Point localization data:
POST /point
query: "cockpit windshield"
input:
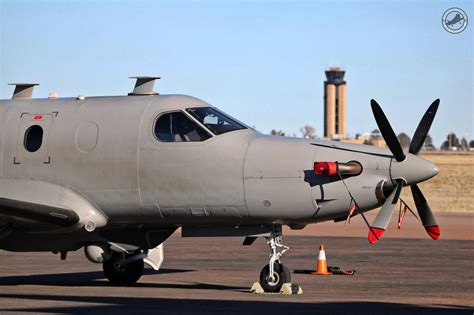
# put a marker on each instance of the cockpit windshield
(214, 120)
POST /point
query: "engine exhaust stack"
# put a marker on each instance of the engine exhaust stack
(23, 90)
(144, 85)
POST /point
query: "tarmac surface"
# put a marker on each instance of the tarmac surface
(213, 275)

→ **Work item**: From the data above, how many lines contain the word "query"? Give the number alone.

→ **Result for this exercise**: 3